───── Records shown

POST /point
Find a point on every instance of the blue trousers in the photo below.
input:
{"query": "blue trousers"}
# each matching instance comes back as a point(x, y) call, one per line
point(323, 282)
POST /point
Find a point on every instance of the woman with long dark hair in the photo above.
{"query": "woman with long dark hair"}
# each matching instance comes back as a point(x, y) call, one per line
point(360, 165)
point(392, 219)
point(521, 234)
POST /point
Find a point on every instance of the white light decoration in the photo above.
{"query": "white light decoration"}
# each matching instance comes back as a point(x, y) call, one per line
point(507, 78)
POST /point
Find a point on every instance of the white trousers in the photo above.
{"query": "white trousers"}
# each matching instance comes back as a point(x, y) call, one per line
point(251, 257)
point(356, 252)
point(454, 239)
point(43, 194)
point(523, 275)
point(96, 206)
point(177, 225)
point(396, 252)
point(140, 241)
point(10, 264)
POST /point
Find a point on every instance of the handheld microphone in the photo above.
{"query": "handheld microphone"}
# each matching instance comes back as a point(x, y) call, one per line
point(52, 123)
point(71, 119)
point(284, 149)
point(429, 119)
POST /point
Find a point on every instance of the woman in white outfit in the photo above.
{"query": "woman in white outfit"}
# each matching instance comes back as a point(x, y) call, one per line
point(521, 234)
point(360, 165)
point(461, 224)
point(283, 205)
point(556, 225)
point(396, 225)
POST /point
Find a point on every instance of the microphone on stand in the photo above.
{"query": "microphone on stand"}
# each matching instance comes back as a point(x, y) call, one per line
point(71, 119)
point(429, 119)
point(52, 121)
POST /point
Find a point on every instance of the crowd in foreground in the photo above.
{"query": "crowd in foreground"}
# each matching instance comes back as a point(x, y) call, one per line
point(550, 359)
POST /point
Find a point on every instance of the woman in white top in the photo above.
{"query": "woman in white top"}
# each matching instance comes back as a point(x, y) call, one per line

──────────

Problem requirements
Repeat the listing above in full, word for word.

Solution
POST /point
Find a point on every instance of the blue trousers in the photo below.
input:
{"query": "blue trousers"}
# each matching instance comes back as a point(x, y) call, one per line
point(323, 282)
POST /point
Find a point on every instance of the woman with long dark hair in the photo above.
{"query": "woman with long dark hair"}
# each matching instance comes back as a point(x, y) call, one per line
point(360, 165)
point(392, 219)
point(521, 234)
POST /point
Find a point on every instance of the white light decoration in the photo above.
{"query": "white light decoration"}
# each matching instance comes back as a point(x, y) call, one per line
point(507, 78)
POST /point
Find a point on every instance of the white trousers in the photo above.
{"query": "white trousers"}
# each matching instance comes back as a point(x, y) call, one per line
point(251, 257)
point(356, 252)
point(454, 239)
point(43, 194)
point(523, 275)
point(96, 206)
point(177, 225)
point(396, 252)
point(140, 241)
point(10, 264)
POST /point
Find a point on every instance of the handheld microphone in the photo above.
{"query": "handheld microphone"}
# each matching instance comes back as a point(x, y) call, one per line
point(52, 123)
point(71, 119)
point(284, 149)
point(429, 119)
POST /point
Find a point on every instance of the woman in white outfit in the photo above.
{"query": "woman in white outfit"}
# each matching instance comes back as a point(x, y) call, one per line
point(521, 234)
point(360, 165)
point(461, 224)
point(283, 205)
point(556, 225)
point(396, 225)
POST /point
Find a point on every instance of the microphone on stand in the photo above.
{"query": "microphone on stand"}
# each matching instance comes back as a point(x, y) call, one per line
point(71, 119)
point(429, 119)
point(52, 121)
POST /point
Find a point on every instance of the crowd in foreground in the photo above.
{"query": "crowd in foreground"}
# each matching instance comes back as a point(x, y) call, one per line
point(550, 359)
POST /point
Find a point on every instance of the woman in white top in the photo above.
{"query": "woman in white top"}
# each matching instance comes back as a point(x, y) call, one per line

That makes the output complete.